> [Testo estratto]:
□ □ □

A seguito di «opportune orali informazioni fornite», circa un mese dopo, il 17 gennaio 1907, «a chiarimento e spiegazione della precedente domanda», lo stesso Coppola scrive alla Deputazione provinciale che egli, «in rappresentanza di un gruppo di finanzieri, è autorizzato a presentare al R. Governo, nelle forme prescritte dalle vigenti leggi, la domanda di concessione, se codesta Spett. Amministrazione lo autorizza a servirsi per tale domanda del progetto Bottazzi, a cui dovranno apportarsi quelle piccole modificazioni e quei miglioramenti che le attuali leggi consentono e prescrivono, e se la Provincia consentirà a lui pei suoi rappresentanti, la sovvenzione di lire 500 a chilometro, a condizione che egli ottemperi» alle previste prescrizioni (La ferrovia Roccasecca-Pontecorvo-Formia innanzi al Consiglio Provinciale di Terra di Lavoro. Tipografia Cimmaruta. Napoli. 1901).
Il consiglio provinciale di Caserta è dunque chiamato a deliberare su questa concessione anche alla luce del fatto che esso «fin dal 1882, intravide la necessità ed importanza della linea Roccasecca-Pontecorvo-Formia; necessità ed importanza che dopo un quarto di secolo sono venute aumentando con progressione geometrica. La Provincia oltre a far voti al Governo per la costruzione di tale linea, ebbe a deliberare la redazione del relativo progetto, che fu effettivamente redatto dall’ Ing. Eduardo Bottazzi, avendo la Provincia stessa sopportato per tale progetto la spesa di parecchie migliaia di lire. Questo progetto fu approvato completamente dal Consiglio Superiore dei Lavori Pubblici, e nonostante le continuate vive insistenze così del Consiglio Provinciale come dei rappresentanti politici, il progetto stesso restò inseguito sinora, per le condizioni generali di depressione economica del paese. Però essendosi dipoi costruita la linea Gaeta-Formia-Sparanise, ed essendosi finalmente il Parlamento deciso alla costruzione della Direttissima Napoli-Formia-Roma, surse vivo il desiderio divedere attuata la linea Roccasecca-Pontecorvo-Formia che acquistava maggiore importanza pel fatto, che sarebbe stata, fra l’altro, la congiungente mediana delle due grandi linee ferroviarie fra Napoli e Roma».

□ □ □

> [Cosa fare]:
[1] Secondo il testo estratto, chi preparò il progetto della linea Roccasecca-Pontecorvo-Formia?
[2] Riassumi il testo estratto in due frasi.

> [Dati]:

□ □ □

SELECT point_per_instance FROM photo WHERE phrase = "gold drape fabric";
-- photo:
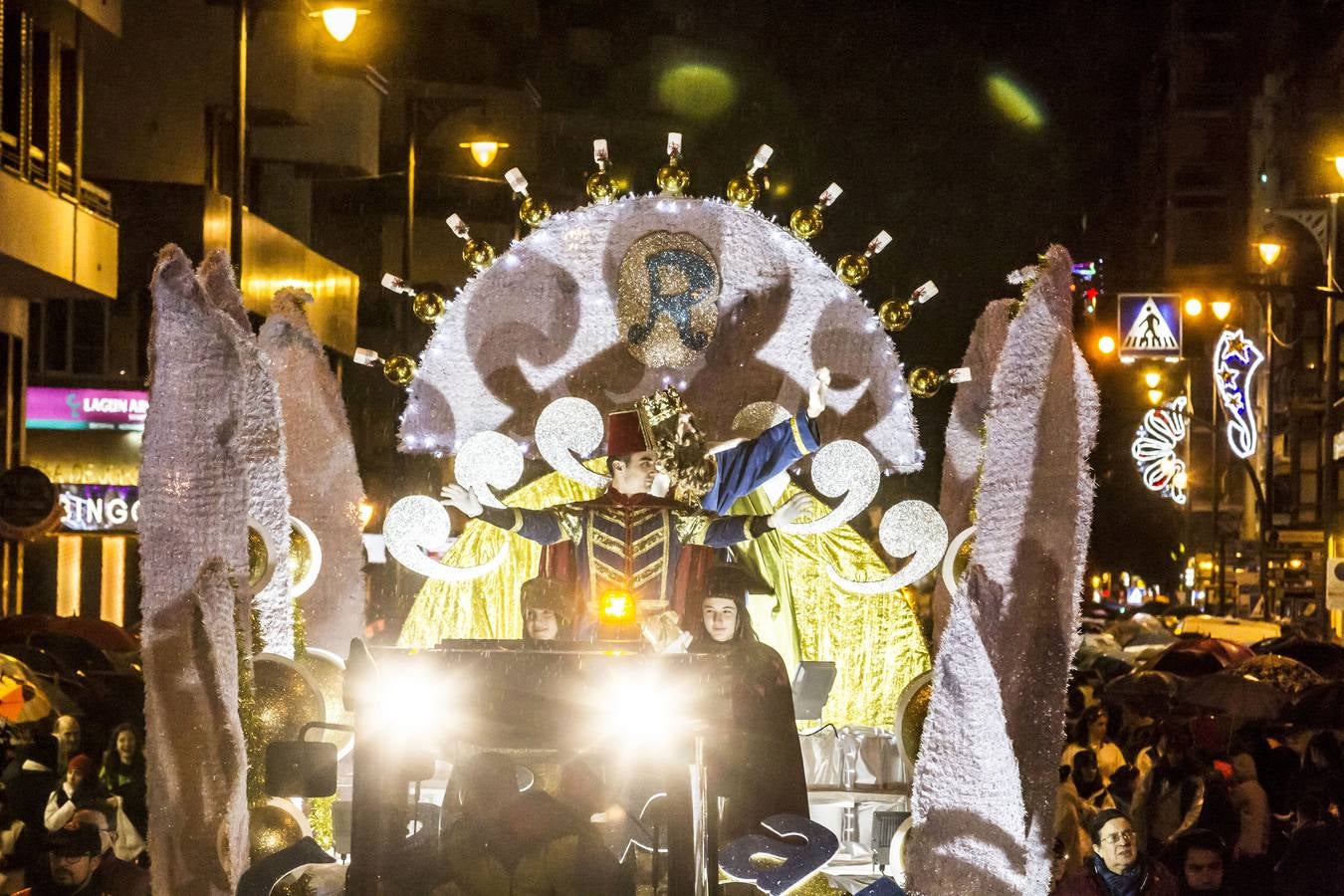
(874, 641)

□ □ □

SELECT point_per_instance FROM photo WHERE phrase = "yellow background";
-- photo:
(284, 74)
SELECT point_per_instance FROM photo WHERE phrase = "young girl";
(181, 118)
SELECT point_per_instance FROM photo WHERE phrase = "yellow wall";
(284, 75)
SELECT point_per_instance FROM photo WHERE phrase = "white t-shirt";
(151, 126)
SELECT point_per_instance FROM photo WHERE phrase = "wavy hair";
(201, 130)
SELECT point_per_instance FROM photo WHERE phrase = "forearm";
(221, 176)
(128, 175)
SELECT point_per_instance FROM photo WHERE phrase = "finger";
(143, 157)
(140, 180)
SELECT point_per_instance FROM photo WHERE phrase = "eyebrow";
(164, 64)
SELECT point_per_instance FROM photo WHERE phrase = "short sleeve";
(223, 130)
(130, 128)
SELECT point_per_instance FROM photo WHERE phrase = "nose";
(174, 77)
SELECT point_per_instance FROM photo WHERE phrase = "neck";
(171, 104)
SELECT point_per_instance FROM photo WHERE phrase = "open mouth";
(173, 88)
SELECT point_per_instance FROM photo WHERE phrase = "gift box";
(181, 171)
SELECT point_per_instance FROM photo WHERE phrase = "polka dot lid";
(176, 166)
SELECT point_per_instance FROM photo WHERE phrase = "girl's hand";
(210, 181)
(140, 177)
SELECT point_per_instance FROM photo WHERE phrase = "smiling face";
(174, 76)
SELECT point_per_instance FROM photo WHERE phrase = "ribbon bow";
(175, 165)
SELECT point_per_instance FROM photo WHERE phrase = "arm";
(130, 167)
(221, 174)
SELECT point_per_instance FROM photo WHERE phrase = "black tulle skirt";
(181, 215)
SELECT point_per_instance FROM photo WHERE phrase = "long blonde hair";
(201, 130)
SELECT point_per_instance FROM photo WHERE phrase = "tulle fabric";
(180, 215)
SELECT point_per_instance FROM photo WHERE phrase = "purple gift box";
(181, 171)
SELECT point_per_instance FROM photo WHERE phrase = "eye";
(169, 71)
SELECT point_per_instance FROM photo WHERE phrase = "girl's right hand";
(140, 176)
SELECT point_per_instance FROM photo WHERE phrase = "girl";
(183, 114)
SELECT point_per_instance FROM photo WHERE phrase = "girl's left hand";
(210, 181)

□ □ □

> [Soluzioni]:
[1] L'ingegnere Eduardo Bottazzi.

[2] Il 17 gennaio 1907 Coppola scrive alla Deputazione provinciale che, a nome di un gruppo di finanzieri, può chiedere al Governo la concessione se la Provincia gli permette di usare il progetto Bottazzi e gli dà un contributo di 500 lire a chilometro. Il consiglio provinciale di Caserta deve decidere su questa concessione: già dal 1882 sosteneva la linea Roccasecca-Pontecorvo-Formia e ne aveva pagato il progetto, approvato ma finora non eseguito per la crisi economica, e la linea è diventata più importante con la costruzione della Gaeta-Formia-Sparanise e con la decisione di fare la Direttissima Napoli-Formia-Roma.